Render the items from the start through the line containing "[[29, 18, 92, 81]]" as a Markdown table with the columns Row and Line. Number each line and leave out blank lines.
* BEGIN *
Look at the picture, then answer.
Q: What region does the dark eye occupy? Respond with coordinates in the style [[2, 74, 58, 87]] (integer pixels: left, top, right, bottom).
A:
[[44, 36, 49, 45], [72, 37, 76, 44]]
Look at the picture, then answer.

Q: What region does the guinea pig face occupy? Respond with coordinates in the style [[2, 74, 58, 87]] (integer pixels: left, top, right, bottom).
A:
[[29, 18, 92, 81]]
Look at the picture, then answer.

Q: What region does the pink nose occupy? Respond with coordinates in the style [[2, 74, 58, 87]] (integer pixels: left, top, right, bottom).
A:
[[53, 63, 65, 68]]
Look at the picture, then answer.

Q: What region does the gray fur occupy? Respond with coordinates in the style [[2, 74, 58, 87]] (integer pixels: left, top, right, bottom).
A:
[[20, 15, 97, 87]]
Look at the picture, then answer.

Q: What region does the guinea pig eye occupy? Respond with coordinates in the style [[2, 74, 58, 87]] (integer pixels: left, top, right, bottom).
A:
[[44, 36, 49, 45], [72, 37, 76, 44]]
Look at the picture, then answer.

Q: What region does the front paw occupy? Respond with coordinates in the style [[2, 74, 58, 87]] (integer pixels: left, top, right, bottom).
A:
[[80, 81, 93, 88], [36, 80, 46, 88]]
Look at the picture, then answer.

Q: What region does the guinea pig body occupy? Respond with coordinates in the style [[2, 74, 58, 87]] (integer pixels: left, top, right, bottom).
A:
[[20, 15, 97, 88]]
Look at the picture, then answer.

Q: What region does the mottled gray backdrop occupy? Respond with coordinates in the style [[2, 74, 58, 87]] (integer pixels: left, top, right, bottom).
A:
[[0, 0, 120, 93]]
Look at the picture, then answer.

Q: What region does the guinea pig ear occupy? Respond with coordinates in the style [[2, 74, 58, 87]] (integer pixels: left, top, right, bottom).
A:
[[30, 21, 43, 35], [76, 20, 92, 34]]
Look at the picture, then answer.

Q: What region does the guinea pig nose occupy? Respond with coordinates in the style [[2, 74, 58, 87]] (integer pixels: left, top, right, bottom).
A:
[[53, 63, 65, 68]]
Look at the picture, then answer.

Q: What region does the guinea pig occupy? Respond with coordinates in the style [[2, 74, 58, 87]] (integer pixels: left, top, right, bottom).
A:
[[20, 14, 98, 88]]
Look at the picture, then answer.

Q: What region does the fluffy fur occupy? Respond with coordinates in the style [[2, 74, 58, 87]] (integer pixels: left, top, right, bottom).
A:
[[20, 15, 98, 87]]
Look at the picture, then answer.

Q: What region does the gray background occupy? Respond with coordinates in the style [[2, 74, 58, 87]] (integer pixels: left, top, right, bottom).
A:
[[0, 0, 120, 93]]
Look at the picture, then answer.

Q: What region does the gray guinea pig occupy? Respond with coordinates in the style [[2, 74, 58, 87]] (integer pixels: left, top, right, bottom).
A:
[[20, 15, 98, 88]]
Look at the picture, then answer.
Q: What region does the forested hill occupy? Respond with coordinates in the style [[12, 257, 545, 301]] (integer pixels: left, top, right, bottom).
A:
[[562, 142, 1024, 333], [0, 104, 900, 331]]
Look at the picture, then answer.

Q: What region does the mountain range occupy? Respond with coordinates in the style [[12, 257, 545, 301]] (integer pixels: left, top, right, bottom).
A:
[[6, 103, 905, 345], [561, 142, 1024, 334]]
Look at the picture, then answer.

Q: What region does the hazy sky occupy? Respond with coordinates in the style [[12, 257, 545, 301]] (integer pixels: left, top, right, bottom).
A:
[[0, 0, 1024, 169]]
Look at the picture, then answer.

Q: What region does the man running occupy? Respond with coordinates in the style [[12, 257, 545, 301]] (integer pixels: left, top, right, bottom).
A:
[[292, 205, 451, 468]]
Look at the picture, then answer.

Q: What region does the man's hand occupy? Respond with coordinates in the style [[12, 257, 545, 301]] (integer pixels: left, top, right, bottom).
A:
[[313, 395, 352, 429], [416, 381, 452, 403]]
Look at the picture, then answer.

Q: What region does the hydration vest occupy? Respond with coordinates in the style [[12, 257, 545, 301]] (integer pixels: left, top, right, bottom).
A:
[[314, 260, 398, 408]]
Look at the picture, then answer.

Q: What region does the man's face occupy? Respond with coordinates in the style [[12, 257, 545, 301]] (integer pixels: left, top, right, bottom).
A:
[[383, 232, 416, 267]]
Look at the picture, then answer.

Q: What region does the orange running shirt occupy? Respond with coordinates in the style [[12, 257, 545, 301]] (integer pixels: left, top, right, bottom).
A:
* END *
__WRITTEN RESPONSE__.
| Row | Line |
|---|---|
| 1 | Look at the picture, then answer. |
| 2 | Q: What region does the dark eye occupy? Respond with coordinates in the style [[2, 74, 58, 87]] (integer pixels: left, top, right, bottom). |
| 3 | A: |
| 4 | [[44, 36, 49, 45], [72, 37, 76, 44]] |
| 5 | Look at the picture, then answer. |
| 6 | Q: What region does the guinea pig face occupy? Respond with coordinates in the style [[2, 74, 58, 87]] (integer pixels: left, top, right, bottom). |
| 7 | A: |
| 8 | [[29, 18, 92, 81]] |